### Set task a
Gather every line of the listing below that contains the word "crust" and copy each one out.

### Document
-*-*-

This initialization is part of the AICPU handshake (step 3 above) and ensures the semaphore IDs (0-15) are correctly mapped to hardware registers for the assigned cluster.

A3 FFTS Scheduler and Logical Cluster Setup

Current TPUSH/TPOP Implementation on A3

The A3 TPUSH/TPOP implementation relies on FFTS cross-core synchronization features. During mixed kernel kickstart, the FFTS hardware establishes a logical cluster through the block scheduler.

Logical-to-Physical Core Mapping

The FFTS hardware builds the logical-to-physical core mapping at task launch time:

  1. Block ID → Physical Cube Core: The block scheduler assigns a physical AIC core to each logical block.

  2. Subblock ID → Physical Vector Core: Each subblock (0, 1) maps to a physical AIV core that becomes a buddy of the assigned Cube.

  3. Intra-cluster sync resolution: The FFTS hardware resolves all intra-cluster synchronization and communication paths based on this mapping.


Appendix A: Generic Core ID-Based CVID Computation

Note: This appendix documents the generic implementation used for block_dim > num_cores SIMD mode. Not recommended for PyPTO with MPMD AICPU runtime — use the logical block_idx approach described in the main document instead.

Constants Reference

Constant A5 Value A2A3 Value Description
CORE_PER_DIE 18 25 Clusters per die
AIV_RATIO 2 2 Vector cores per Cube
AIC_AIV_PER_DIE 54 75 Total cores per die (AIC + AIV)
SEMAPHORE_IDS 16 16 Semaphore IDs per cluster
TPUSH_TPOP_SEMA_IDS 4 4 IDs used for CV bidirectional comm
SEMA_BITS 4 4 Bits per semaphore (0-15 slots)
CV_MAX_CORES 36 25 Max clusters supported

This section documents the generic implementation that computes cluster ID from physical core ID. This is provided as a fallback for scenarios where block_dim > num_cores (SIMD over-subscription) or when direct block_idx mapping is not available.

A5: Direct Core ID Computation

On A5, each die contains 18 core clusters with a fixed 1:2 architecture. The cluster ID is computed directly from the physical core ID:

// A5 TSYNC_CVID implementation (generic)
#ifdef __DAV_CUBE__
    int die_id = get_coreid() / AIC_AIV_PER_DIE;     // AIC_AIV_PER_DIE = 54
    comm_slot = die_id * CORE_PER_DIE + get_coreid() % AIC_AIV_PER_DIE;
#elif defined(__DAV_VEC__)

-*-*-

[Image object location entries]
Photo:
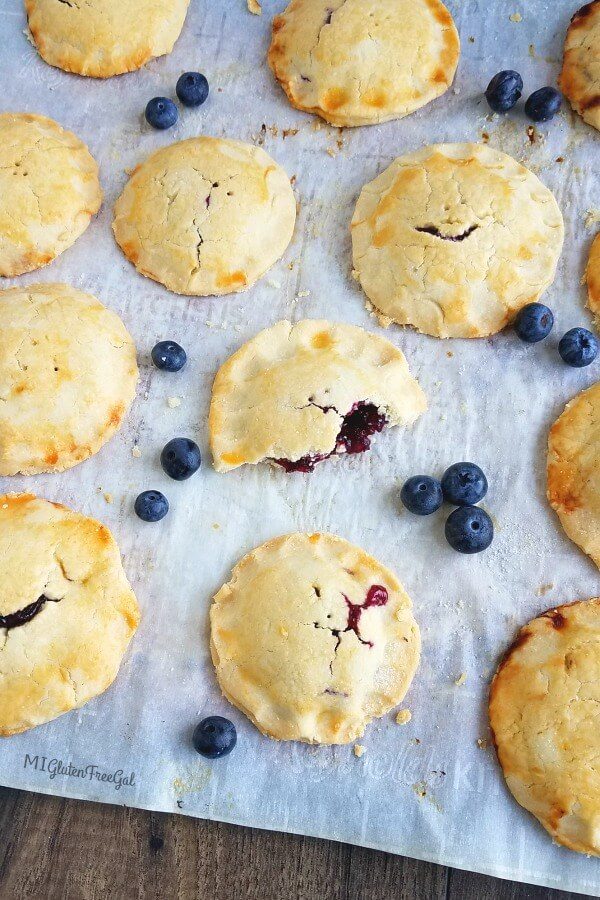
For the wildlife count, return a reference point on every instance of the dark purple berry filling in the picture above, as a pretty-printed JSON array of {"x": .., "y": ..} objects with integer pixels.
[
  {"x": 376, "y": 596},
  {"x": 21, "y": 616},
  {"x": 358, "y": 426}
]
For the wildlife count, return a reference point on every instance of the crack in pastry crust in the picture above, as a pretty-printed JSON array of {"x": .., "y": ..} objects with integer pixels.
[
  {"x": 27, "y": 613},
  {"x": 592, "y": 277},
  {"x": 580, "y": 76},
  {"x": 574, "y": 470},
  {"x": 332, "y": 642},
  {"x": 69, "y": 643},
  {"x": 206, "y": 216},
  {"x": 68, "y": 376},
  {"x": 359, "y": 62},
  {"x": 49, "y": 190},
  {"x": 100, "y": 38},
  {"x": 544, "y": 718},
  {"x": 454, "y": 239},
  {"x": 283, "y": 395}
]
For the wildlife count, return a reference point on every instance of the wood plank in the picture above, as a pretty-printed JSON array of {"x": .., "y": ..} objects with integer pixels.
[{"x": 68, "y": 850}]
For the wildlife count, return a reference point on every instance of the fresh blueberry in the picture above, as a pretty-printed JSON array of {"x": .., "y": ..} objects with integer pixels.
[
  {"x": 469, "y": 529},
  {"x": 180, "y": 458},
  {"x": 464, "y": 484},
  {"x": 192, "y": 89},
  {"x": 422, "y": 495},
  {"x": 214, "y": 737},
  {"x": 578, "y": 347},
  {"x": 151, "y": 506},
  {"x": 534, "y": 323},
  {"x": 161, "y": 113},
  {"x": 504, "y": 90},
  {"x": 169, "y": 356},
  {"x": 542, "y": 105}
]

-*-*-

### Set task b
According to the page on FFTS cluster setup, how many semaphore IDs does each cluster have?

### Exercise output a
For the wildlife count, return a reference point on every instance of the crack in pastry crust in the picture above, as a pretty-printed JSON array of {"x": .., "y": ..} objects with integer pixels.

### Exercise output b
Each cluster has 16 semaphore IDs.